▶ _Passage to read_:
------------------------------------

Post by tinvestor » Tue Mar 21, 2017 11:11 am

I've called Fidelity, Vanguard and others and reading nonstop. I decided to leave 401k and IRA with Fidelity but open a Vanguard account for my taxable account. There's a .49% prime money market that I will move all my money into ASAP, then set up automatic contributions from it into VTSAX every week or two weeks and DCA over the next 1 to 2 years. The weekly, or monthly contributions and amount is what i don't know 100% yet, or my AA. I will also have a component of "add more on a dip" manually if/when needed. I am maxing out my 401k until the end of the year so about 1.5k a month will be DCA'd right into fidelity's FSTZX, I need a strategy for the current 30k.

About my AA, aren't bonds supposed to go down with rising interest rates ? I see they've already gone down, is it a dip or just the beginning ? I'm not nearly as familiar with bonds as I am with equities, leaning towards parking my cash in money market instead of bonds and investing 80% over 1-2 years into VTSAX. If i'm lucky enough, i'll catch a downturn before i run out of cash. I will try to leave 20% in cash/bonds always ready for a sudden opportunity.

------------------------------------

▶ _Collected data_:

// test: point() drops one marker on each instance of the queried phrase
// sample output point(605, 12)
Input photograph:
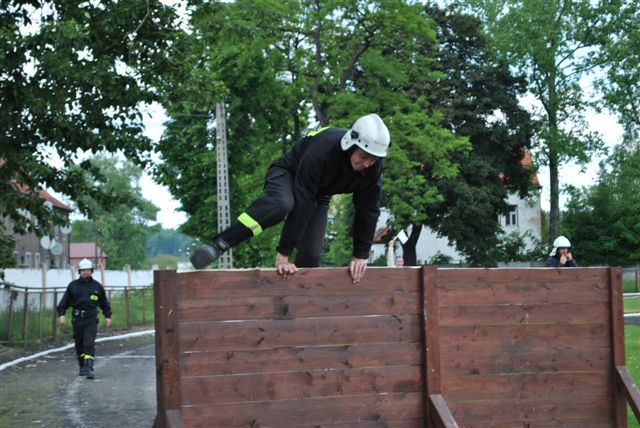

------------------------------------

According to the forum post, which account does the writer plan to open at Vanguard? Rely only on the forum post, not on the material.

▶ _Written answer_:
A taxable account.